▶ _Obiettivo 1_
Restituisci tutte le righe dei record in cui compare la parola "each".

▶ _Fonte_

=-=-=-=-=

Qui di seguito propongo la prima parte di un'intervista a Luisa Bonaveno (psicologa presso l'Istituto penale dei minorenni del Triveneto con sede a Treviso). Il testo integrale dell'intervista è inserito nel volume "Liberi reclusi. Storie di minori detenuti".

II
La personalità del minore recluso

La carcerazione è una forte esperienza di privazione della libertà, e in quanto tale sarebbe molto faticosa per tutti gli adolescenti, che per le loro caratteristiche evolutive sono attratti dall’autonomia, dalla libertà e dalla vita sociale.
Ma chi sono i ragazzi che vengono reclusi in un Istituto penale? Di questo argomento ho modo di parlare con la psicologa e psicoterapeuta Luisa Bonaveno, che per circa venti anni ha lavorato nei servizi minorili della realtà milanese, in particolare quelli della giustizia, e da circa sette anni segue i minori dell'Ipm di Treviso.
«Gli adolescenti che entrano in Istituto – afferma la dott.ssa Luisa Bonaveno – sono quelli che hanno problemi con la Legge e che normalmente “fuori” conducevano una vita senza regole. Per questo motivo l’esperienza detentiva può produrre vissuti depressivi reattivi alla condizione di restrizione, tanto da rimuovere anche esperienze passate positive, come è il caso, ad esempio, di un ragazzo che afferma di non ricordare alcun momento bello della propria infanzia. Tuttavia, può anche essere un'esperienza di contenimento da cui il giovane riesce a trarre beneficio perché è costretto a fermarsi, a riflettere e a fare un po’ di ordine nella propria vita. Per molti ragazzi l’esperienza detentiva è stata un’occasione di ripresa evolutiva, in quanto hanno ricominciato gli studi scolastici, si sono sottoposti ad una vita regolata da impegni e regole di convivenza e hanno riannodato il “filo rosso” della propria vita. Detto questo, resto però anche convinta che la detenzione prolungata in un contesto coatto, possa diventare un'esperienza involutiva o a rischio di fissazione dell’identità delinquenziale. Questo perché riduce il confronto con i modelli identificatori - che in carcere sono sempre gli stessi - in una fase della vita in cui è importante il confronto con la realtà sociale, in un contesto di vita di normale quotidianità»1.
Dottoressa Bonaveno, all'Ipm di Treviso arrivano sia ragazzi stranieri che italiani...

=-=-=-=-=

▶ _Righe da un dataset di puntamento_
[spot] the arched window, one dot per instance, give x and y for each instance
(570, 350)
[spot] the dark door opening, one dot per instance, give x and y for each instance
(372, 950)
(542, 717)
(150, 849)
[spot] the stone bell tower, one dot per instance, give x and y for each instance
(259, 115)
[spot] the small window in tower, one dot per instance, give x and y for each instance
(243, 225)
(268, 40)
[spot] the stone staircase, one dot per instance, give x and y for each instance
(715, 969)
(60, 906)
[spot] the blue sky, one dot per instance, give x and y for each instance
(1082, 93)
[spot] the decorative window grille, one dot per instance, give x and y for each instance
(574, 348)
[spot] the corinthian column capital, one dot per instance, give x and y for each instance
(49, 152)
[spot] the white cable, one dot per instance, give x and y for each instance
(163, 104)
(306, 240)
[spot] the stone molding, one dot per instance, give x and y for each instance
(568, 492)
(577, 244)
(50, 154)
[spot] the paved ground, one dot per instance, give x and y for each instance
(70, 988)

=-=-=-=-=

▶ _Obiettivo 2_
Nel testo sui minori reclusi, elenca tutte le cose da cui gli adolescenti sono attratti per le loro caratteristiche evolutive.

▶ _Risposta attesa 1_
[spot] the arched window, one dot per instance, give x and y for each instance
[spot] the dark door opening, one dot per instance, give x and y for each instance
[spot] the stone bell tower, one dot per instance, give x and y for each instance
[spot] the small window in tower, one dot per instance, give x and y for each instance
[spot] the stone staircase, one dot per instance, give x and y for each instance
[spot] the blue sky, one dot per instance, give x and y for each instance
[spot] the decorative window grille, one dot per instance, give x and y for each instance
[spot] the corinthian column capital, one dot per instance, give x and y for each instance
[spot] the white cable, one dot per instance, give x and y for each instance
[spot] the stone molding, one dot per instance, give x and y for each instance
[spot] the paved ground, one dot per instance, give x and y for each instance

▶ _Risposta attesa 2_
- l'autonomia
- la libertà
- la vita sociale